— start —
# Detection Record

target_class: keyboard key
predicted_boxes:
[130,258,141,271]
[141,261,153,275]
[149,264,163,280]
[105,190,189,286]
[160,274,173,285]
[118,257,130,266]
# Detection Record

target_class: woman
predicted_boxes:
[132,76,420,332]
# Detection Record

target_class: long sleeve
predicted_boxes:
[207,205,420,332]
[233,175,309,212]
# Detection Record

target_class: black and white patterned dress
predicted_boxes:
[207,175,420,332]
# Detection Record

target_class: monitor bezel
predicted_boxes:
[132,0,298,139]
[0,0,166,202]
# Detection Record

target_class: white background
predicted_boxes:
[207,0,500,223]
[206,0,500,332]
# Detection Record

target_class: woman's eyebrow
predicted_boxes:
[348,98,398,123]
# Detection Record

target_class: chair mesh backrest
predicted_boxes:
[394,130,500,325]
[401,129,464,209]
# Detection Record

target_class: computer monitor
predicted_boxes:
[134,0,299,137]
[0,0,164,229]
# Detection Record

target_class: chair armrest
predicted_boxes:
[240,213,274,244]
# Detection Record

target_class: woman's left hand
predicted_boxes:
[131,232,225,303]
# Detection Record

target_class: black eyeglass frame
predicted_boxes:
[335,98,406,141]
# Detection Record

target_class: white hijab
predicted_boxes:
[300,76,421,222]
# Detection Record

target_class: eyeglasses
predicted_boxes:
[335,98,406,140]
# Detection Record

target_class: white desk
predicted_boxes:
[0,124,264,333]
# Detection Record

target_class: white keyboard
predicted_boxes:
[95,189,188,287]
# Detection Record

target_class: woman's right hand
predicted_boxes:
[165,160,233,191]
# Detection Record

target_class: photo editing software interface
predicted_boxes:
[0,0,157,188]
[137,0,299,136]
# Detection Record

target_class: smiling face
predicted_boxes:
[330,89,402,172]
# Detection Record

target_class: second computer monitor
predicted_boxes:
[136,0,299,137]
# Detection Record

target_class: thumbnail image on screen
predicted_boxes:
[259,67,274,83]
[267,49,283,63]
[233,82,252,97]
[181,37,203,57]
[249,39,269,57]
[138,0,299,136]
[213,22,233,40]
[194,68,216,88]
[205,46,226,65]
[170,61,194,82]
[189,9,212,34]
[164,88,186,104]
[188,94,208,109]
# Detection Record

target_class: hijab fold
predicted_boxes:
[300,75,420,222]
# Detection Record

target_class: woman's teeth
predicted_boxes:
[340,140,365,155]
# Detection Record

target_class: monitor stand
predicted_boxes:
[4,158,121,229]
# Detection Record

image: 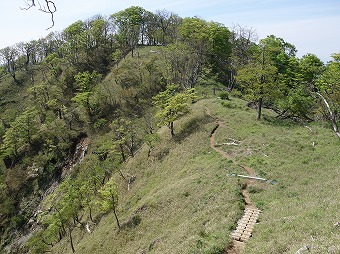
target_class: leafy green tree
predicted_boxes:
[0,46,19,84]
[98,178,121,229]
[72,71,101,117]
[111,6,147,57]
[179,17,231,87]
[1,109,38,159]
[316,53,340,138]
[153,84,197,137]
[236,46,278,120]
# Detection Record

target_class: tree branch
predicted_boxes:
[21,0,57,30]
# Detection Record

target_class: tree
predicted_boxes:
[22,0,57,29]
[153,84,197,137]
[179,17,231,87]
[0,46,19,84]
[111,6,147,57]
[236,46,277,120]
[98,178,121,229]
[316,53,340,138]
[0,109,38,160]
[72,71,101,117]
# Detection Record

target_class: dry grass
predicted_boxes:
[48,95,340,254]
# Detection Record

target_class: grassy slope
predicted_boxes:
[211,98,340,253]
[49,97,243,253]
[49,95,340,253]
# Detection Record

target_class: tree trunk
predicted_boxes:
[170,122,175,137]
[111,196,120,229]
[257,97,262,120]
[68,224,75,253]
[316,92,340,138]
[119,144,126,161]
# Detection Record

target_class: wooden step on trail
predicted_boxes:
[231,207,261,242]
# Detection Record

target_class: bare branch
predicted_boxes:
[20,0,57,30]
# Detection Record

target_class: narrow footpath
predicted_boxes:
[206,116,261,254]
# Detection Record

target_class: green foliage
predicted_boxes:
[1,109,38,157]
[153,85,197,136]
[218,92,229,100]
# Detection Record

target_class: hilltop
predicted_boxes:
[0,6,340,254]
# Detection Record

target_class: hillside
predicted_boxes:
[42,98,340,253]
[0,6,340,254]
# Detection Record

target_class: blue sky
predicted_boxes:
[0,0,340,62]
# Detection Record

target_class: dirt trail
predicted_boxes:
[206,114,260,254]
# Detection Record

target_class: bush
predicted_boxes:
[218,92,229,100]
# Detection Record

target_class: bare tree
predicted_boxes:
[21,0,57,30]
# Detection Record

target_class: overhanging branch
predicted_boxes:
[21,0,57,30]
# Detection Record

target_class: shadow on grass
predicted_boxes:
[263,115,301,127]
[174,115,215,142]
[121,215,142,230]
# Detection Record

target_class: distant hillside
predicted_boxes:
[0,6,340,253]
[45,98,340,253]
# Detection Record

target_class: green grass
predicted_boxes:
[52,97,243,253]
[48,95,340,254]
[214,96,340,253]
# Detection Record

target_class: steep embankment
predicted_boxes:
— end —
— start —
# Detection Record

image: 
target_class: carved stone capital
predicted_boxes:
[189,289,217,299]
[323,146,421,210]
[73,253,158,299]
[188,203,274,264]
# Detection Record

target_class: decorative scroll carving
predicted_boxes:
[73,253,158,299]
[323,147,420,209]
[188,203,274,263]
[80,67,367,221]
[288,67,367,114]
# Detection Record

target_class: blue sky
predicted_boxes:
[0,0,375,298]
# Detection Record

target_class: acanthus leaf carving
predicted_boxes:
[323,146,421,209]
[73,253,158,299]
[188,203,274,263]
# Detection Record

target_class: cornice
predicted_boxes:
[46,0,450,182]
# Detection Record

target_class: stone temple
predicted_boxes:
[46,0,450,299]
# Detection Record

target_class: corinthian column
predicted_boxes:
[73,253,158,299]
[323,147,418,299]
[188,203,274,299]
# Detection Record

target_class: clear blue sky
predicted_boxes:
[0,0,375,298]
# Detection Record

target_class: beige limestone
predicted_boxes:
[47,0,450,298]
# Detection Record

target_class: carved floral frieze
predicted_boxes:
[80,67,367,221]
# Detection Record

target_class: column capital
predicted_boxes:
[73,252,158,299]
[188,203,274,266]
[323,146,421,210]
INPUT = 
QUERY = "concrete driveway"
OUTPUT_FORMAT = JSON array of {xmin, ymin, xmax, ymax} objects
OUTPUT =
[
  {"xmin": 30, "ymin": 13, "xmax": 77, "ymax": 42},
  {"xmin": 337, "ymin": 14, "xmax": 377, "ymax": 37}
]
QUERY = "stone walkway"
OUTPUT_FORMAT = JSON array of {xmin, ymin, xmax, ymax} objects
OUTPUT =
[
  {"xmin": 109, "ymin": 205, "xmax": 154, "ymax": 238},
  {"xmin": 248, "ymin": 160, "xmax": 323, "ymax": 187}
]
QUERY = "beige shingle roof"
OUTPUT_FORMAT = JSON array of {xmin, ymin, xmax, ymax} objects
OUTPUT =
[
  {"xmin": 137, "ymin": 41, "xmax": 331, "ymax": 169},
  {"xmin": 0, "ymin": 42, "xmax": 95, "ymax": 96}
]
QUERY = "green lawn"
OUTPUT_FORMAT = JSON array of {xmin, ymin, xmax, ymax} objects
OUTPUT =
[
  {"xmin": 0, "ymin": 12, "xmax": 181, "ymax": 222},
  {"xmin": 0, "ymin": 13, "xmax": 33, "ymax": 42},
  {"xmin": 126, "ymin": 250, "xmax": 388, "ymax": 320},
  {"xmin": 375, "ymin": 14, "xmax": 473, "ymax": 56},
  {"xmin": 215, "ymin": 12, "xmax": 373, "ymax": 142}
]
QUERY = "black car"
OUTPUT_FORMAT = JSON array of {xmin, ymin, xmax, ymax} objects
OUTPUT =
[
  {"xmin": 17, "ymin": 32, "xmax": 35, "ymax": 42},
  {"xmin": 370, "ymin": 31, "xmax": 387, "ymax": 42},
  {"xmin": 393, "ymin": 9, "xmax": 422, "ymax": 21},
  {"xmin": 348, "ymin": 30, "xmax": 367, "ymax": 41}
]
— end —
— start —
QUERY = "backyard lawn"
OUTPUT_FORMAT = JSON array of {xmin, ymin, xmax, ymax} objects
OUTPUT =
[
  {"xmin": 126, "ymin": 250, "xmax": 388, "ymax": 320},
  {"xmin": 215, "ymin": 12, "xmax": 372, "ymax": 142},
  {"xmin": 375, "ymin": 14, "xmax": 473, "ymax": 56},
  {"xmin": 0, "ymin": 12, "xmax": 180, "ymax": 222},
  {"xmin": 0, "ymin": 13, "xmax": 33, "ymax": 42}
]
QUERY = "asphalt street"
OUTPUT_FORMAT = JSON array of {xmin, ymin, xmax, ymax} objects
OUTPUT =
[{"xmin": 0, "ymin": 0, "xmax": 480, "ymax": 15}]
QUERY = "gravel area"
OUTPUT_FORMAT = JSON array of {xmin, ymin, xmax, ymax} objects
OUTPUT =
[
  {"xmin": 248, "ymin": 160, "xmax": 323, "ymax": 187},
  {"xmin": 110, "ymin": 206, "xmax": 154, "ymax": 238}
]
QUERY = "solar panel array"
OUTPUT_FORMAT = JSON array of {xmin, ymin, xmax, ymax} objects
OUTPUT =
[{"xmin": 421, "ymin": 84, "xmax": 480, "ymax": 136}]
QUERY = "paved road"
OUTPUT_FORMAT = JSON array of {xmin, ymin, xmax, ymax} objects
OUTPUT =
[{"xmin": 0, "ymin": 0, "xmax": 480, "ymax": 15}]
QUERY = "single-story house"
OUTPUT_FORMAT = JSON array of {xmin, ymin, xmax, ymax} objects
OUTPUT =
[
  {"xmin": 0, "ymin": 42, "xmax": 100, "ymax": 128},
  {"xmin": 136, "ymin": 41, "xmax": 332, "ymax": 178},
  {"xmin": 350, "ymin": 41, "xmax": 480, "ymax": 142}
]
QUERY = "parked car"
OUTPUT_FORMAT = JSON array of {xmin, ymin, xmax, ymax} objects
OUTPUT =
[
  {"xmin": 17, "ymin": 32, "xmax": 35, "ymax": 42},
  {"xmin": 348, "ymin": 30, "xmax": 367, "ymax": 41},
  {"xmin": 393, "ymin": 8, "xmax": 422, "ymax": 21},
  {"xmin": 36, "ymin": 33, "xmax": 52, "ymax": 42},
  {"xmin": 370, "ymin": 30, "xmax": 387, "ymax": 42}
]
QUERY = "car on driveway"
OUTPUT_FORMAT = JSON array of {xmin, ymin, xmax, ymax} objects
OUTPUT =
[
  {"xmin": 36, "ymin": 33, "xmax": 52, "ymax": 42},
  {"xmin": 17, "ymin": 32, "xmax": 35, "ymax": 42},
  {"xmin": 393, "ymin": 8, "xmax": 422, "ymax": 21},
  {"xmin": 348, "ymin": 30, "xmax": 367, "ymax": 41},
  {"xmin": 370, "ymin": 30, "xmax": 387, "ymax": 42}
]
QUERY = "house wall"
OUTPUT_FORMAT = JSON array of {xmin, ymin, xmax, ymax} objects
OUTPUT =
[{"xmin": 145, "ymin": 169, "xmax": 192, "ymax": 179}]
— end —
GIVEN INSTRUCTION> Extract every line of the records above that contains the word "chair", and copy each one in full.

ANSWER TO THIS PROBLEM>
target_class: chair mesh backrest
target_class: chair armrest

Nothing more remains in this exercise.